[WRITTEN REQUEST]: Pick out every line in the entries below that contains the string "basket" and copy each of those lines.

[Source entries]
###

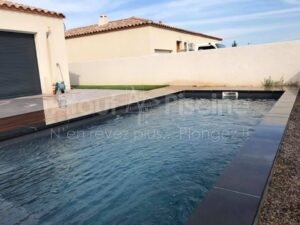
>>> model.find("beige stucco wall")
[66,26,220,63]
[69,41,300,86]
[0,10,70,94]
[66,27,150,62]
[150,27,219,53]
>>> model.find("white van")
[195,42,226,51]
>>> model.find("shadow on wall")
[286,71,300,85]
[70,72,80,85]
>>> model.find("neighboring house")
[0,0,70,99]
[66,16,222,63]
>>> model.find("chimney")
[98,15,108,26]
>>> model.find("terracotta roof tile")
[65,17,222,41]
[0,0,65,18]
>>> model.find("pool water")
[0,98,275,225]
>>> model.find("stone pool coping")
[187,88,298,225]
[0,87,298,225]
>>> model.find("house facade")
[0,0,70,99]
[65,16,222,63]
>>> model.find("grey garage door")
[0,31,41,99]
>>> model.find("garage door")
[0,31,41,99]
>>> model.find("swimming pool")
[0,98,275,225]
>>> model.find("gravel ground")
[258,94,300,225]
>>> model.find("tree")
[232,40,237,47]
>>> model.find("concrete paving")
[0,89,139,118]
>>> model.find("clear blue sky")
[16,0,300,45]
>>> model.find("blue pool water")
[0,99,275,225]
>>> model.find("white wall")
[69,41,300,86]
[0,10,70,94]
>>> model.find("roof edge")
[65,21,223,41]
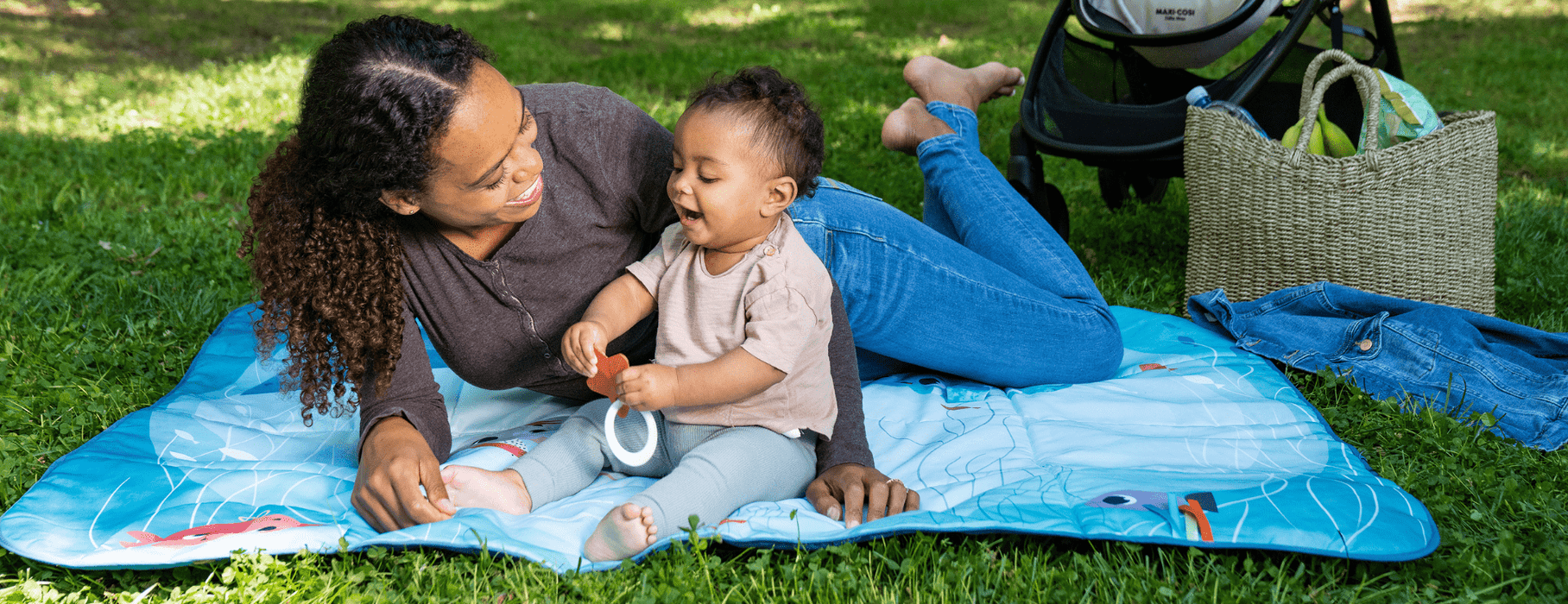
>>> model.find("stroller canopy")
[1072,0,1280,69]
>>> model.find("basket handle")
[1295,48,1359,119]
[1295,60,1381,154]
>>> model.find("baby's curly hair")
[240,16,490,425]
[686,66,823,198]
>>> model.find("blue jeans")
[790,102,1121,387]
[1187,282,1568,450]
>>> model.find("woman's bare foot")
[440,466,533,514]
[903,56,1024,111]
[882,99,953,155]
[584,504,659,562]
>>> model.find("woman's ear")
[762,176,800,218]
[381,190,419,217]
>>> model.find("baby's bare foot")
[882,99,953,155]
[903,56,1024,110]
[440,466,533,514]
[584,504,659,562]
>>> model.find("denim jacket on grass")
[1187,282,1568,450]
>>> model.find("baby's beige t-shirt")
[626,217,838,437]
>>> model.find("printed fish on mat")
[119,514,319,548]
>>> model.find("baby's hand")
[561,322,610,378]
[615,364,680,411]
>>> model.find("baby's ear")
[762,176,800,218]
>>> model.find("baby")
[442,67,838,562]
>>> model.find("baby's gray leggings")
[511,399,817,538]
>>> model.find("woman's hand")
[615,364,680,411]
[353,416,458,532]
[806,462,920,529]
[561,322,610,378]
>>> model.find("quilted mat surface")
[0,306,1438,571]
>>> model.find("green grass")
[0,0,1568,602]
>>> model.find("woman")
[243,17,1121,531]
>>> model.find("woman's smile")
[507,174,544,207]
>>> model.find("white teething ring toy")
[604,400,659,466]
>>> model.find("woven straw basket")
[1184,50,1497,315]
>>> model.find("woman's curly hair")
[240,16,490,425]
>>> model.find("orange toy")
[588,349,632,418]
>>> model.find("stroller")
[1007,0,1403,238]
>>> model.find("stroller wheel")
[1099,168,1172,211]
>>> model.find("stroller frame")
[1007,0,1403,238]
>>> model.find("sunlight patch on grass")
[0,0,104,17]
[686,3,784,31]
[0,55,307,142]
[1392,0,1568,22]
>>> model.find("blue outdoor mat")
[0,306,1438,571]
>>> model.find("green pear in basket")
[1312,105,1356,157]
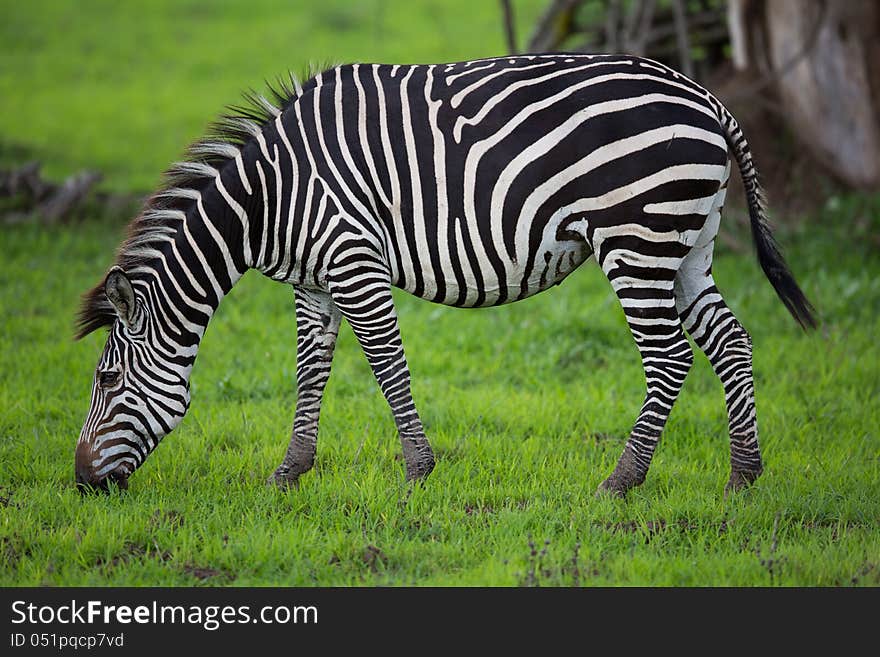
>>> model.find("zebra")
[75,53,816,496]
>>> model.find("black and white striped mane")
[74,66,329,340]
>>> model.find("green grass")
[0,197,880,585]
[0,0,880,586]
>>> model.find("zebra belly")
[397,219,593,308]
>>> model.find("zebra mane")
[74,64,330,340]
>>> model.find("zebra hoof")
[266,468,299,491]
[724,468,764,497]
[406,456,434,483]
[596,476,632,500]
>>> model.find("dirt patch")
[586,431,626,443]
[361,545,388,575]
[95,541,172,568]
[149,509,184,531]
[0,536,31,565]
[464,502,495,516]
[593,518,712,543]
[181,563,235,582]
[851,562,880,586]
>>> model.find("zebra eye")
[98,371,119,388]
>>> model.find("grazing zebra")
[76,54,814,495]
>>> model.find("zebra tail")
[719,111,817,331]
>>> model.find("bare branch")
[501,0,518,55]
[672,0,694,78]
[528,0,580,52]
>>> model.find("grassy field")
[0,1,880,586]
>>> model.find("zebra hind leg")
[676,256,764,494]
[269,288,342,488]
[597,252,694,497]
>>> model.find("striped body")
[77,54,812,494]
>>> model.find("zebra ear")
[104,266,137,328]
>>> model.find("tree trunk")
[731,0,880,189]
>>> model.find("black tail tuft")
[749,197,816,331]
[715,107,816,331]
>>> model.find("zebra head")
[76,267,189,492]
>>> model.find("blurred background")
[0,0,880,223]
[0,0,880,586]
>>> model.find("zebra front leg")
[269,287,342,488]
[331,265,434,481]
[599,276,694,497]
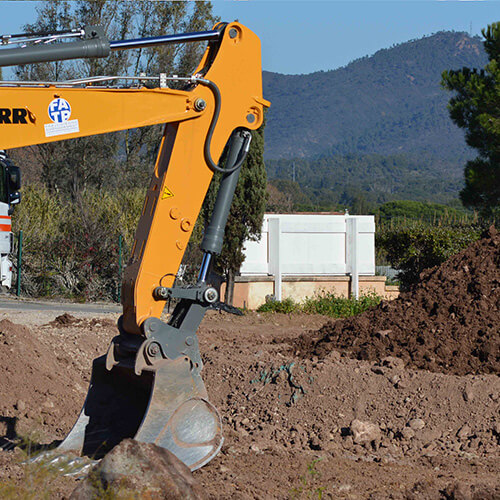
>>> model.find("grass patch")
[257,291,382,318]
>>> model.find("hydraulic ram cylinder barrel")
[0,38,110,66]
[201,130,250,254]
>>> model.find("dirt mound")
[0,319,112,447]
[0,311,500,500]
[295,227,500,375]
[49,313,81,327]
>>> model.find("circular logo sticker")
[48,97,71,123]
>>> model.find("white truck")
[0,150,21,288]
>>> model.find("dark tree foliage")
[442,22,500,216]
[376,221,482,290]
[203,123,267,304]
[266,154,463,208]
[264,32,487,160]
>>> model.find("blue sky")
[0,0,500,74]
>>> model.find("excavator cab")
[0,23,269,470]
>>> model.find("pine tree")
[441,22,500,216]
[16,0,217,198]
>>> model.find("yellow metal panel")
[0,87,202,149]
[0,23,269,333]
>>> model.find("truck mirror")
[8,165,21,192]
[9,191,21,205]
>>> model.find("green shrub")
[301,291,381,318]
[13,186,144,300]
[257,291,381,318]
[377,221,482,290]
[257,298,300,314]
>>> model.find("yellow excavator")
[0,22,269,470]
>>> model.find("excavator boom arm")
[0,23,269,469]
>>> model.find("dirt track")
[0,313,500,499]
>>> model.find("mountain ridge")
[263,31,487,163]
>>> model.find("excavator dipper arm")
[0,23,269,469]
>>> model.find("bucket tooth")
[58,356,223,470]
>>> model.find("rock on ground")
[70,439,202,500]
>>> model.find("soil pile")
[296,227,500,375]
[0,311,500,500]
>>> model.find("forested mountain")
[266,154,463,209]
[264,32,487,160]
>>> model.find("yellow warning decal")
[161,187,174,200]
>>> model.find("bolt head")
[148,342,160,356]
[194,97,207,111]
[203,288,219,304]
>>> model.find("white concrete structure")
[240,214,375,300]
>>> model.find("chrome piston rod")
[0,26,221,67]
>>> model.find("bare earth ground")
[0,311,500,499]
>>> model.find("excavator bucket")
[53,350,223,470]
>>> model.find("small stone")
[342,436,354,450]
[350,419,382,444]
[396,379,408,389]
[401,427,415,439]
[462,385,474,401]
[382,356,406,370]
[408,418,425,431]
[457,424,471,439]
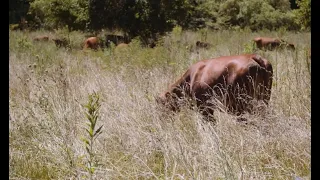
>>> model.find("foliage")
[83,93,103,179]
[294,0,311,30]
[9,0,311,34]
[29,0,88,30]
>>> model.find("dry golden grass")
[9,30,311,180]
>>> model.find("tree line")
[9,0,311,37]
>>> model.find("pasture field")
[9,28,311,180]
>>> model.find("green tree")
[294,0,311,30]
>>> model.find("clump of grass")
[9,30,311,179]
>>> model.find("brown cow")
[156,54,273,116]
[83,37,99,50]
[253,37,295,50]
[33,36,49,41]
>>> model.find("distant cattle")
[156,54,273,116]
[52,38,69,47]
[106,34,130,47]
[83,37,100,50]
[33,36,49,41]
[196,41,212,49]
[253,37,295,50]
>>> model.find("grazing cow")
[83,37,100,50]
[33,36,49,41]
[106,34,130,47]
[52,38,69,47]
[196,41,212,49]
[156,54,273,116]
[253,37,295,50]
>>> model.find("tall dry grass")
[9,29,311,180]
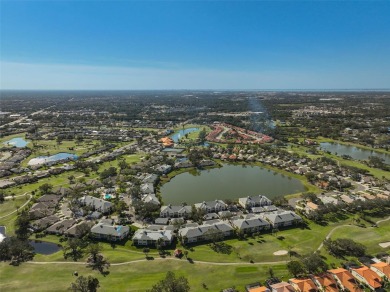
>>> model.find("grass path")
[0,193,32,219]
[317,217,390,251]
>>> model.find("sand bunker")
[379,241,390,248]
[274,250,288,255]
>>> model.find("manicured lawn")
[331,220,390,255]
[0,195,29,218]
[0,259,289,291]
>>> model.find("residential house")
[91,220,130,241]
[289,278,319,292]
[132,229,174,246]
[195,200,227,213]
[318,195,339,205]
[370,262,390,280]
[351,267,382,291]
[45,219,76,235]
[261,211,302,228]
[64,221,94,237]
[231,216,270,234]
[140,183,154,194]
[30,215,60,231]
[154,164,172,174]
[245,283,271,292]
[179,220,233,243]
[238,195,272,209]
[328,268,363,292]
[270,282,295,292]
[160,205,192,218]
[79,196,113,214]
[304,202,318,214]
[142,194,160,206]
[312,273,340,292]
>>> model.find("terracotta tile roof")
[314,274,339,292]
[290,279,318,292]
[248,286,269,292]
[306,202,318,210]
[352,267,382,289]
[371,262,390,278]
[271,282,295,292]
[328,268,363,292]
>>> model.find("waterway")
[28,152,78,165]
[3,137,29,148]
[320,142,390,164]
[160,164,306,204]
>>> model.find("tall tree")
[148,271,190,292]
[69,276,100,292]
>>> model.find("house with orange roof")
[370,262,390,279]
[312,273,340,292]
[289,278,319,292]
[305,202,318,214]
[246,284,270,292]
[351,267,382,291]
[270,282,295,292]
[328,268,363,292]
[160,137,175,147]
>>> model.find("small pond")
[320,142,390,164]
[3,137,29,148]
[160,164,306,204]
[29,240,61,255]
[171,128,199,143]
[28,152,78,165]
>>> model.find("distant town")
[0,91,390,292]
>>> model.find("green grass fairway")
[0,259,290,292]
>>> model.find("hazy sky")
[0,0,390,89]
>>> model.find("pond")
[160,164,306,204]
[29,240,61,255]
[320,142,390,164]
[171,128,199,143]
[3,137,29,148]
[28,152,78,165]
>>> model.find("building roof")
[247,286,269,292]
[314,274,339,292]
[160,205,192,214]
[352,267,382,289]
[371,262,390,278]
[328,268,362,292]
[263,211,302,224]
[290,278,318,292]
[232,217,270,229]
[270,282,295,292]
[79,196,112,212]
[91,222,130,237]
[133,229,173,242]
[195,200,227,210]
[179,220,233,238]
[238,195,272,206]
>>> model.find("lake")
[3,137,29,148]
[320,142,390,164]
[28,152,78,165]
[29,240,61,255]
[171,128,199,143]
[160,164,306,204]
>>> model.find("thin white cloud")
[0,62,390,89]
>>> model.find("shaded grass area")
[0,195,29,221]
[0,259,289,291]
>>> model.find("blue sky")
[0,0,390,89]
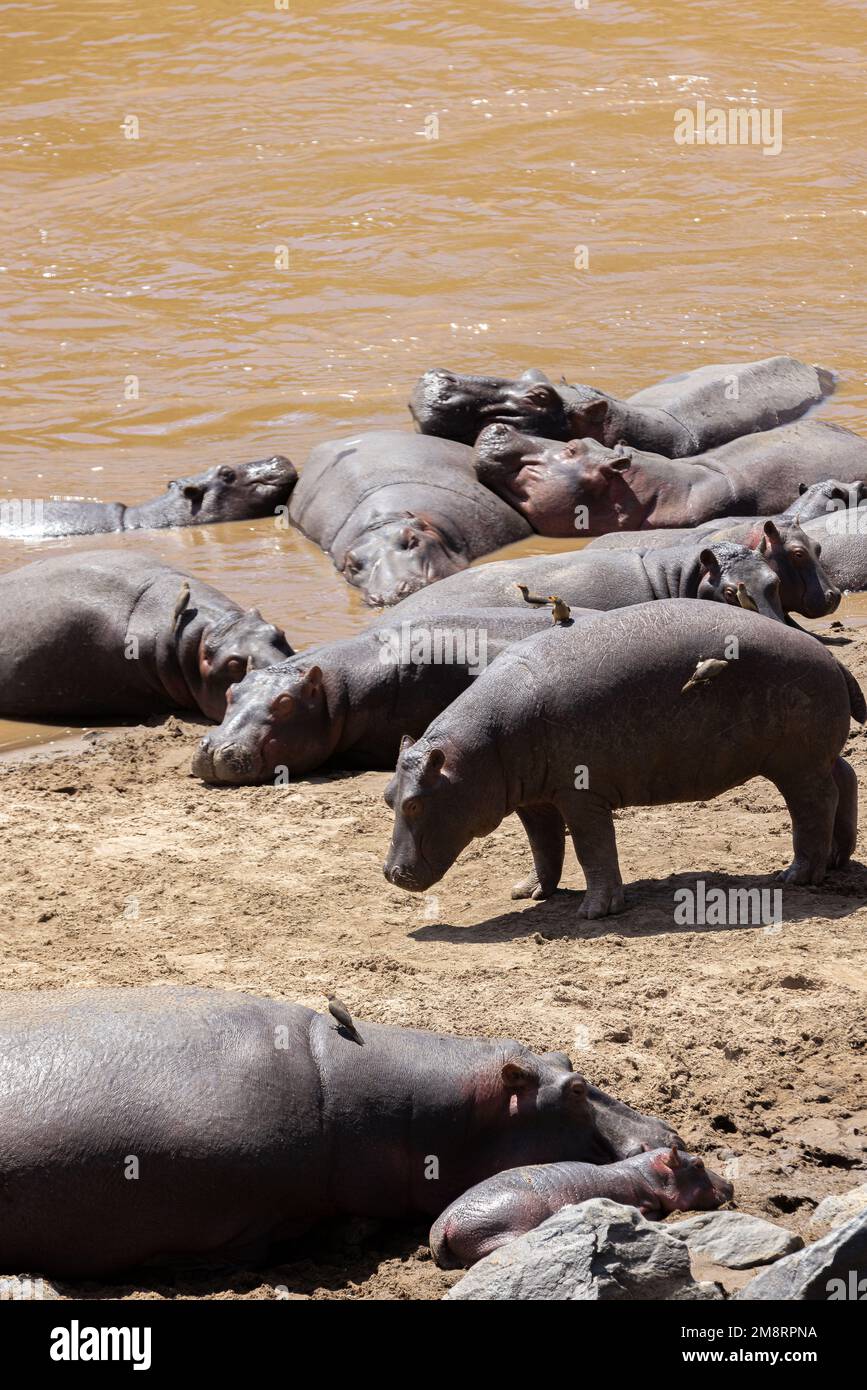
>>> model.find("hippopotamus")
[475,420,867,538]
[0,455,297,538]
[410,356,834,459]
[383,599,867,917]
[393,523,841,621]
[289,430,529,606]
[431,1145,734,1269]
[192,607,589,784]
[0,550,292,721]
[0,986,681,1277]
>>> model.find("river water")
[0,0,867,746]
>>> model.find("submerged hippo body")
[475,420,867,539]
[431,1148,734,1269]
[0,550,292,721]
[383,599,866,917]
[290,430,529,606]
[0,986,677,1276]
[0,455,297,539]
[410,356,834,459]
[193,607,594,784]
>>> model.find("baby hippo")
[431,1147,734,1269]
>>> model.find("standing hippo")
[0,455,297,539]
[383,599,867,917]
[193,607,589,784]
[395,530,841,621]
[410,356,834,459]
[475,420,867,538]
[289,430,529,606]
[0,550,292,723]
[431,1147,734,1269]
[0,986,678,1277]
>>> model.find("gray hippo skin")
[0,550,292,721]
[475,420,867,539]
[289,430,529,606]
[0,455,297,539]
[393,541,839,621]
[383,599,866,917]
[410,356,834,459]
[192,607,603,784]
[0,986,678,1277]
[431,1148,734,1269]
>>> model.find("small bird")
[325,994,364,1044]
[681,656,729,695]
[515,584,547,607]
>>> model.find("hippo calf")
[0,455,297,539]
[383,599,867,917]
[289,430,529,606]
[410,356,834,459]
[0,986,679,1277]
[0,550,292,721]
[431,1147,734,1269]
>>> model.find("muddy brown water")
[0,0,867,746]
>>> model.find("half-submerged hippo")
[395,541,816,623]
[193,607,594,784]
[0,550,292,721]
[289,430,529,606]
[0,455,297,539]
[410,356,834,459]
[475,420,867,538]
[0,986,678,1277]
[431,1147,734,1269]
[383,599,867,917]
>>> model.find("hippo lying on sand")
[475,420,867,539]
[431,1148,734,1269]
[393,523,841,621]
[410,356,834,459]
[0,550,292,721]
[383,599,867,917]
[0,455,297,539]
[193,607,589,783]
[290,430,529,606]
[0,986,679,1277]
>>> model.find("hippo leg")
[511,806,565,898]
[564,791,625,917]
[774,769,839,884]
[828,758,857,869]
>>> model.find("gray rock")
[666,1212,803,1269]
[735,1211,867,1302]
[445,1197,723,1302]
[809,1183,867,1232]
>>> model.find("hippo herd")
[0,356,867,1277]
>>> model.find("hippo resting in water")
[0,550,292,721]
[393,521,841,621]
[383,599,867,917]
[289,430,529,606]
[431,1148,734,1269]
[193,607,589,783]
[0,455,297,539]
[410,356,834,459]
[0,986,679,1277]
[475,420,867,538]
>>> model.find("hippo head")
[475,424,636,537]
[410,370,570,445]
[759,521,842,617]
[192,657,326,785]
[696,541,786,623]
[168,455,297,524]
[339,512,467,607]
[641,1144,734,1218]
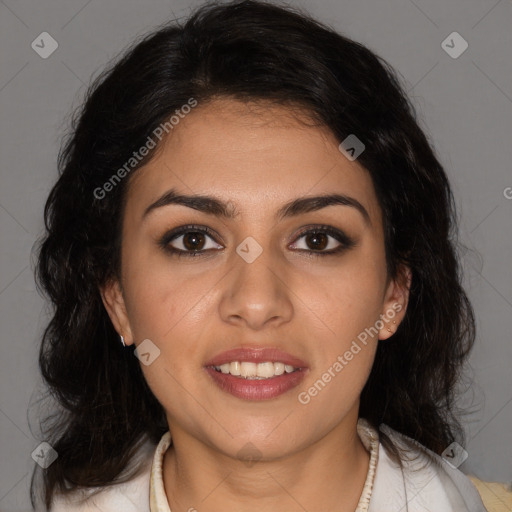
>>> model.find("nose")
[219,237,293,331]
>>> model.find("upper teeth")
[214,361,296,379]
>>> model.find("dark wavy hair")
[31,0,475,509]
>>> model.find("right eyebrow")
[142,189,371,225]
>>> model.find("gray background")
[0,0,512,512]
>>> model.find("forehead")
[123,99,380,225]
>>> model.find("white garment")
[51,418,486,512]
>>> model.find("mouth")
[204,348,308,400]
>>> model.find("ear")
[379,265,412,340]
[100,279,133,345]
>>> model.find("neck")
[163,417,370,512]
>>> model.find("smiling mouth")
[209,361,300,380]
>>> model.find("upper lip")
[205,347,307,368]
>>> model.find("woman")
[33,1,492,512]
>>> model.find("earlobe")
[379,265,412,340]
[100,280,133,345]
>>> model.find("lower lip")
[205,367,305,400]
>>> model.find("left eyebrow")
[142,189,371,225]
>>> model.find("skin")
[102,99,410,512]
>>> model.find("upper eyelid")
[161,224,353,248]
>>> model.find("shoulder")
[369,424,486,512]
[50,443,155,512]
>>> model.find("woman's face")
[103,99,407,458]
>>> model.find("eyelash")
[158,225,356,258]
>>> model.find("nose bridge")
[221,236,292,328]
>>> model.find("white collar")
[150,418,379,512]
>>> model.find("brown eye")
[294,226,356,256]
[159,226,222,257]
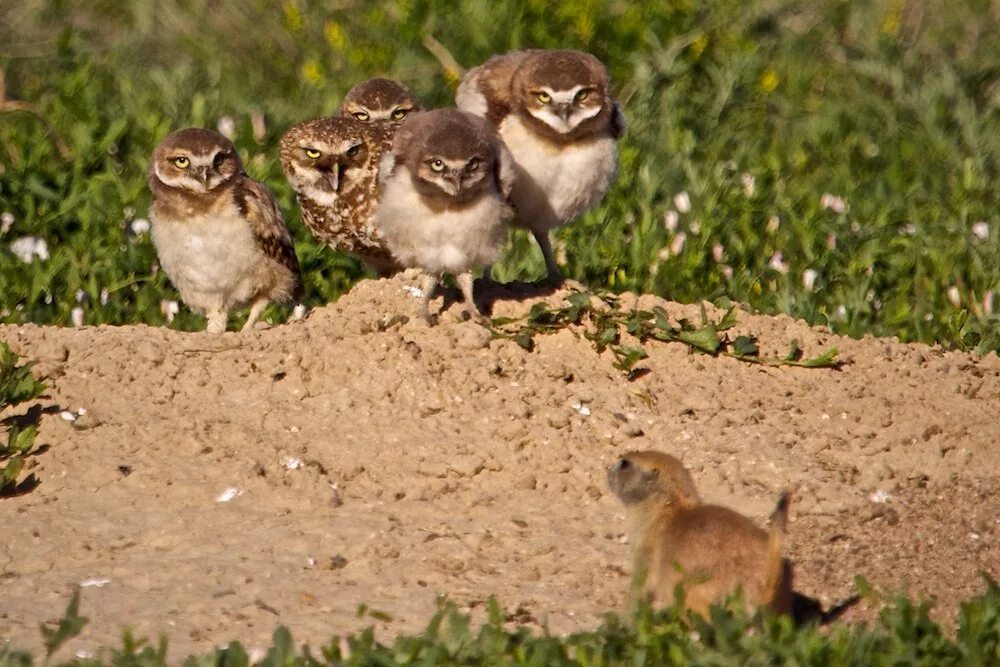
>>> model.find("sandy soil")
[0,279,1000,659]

###

[RIGHT ANSWER]:
>>> model.find("basket handle")
>>> model.find("woven straw basket")
>>> model.find("green pear in basket")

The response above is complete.